Written exercise »
Return every line of the items below word for word, with the pictures left out.

Exercise material »
□ □ □ □
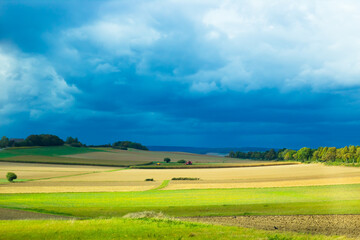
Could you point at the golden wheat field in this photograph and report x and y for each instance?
(61, 178)
(137, 156)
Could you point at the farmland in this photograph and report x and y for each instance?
(256, 195)
(105, 156)
(119, 228)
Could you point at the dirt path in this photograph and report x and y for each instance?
(13, 214)
(348, 225)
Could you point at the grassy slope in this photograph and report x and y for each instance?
(117, 228)
(340, 199)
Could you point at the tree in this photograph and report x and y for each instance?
(4, 142)
(270, 155)
(303, 154)
(11, 176)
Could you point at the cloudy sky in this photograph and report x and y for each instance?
(182, 73)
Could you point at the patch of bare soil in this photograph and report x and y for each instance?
(14, 214)
(348, 225)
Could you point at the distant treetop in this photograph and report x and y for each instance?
(128, 144)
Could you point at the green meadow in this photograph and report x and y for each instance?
□ □ □ □
Solved exercise »
Could you point at the golden wheat field in this photograph and report x and y for each instance?
(61, 178)
(137, 156)
Could you point at the farmland in this photograph and report x and y for each instance?
(256, 195)
(105, 156)
(119, 228)
Could you point at the dirt path in this photograph and report x and y for each instance?
(13, 214)
(348, 225)
Could you point at the grassy slope in this photograph and report x and y for each instance?
(117, 228)
(340, 199)
Could you point at the tree in this photograph and report x and y for each instance?
(4, 142)
(270, 155)
(303, 154)
(11, 176)
Could you point at the cloudy sky in this photograph and report x and y for each instance?
(182, 73)
Could you point at the patch of bare soil in this photograph and report x and y for each instance?
(14, 214)
(348, 225)
Could you point at the distant treetop in this photograph and report x and y for each instance?
(128, 144)
Could you point at the green meadow in this photograph and report x and y for each instance?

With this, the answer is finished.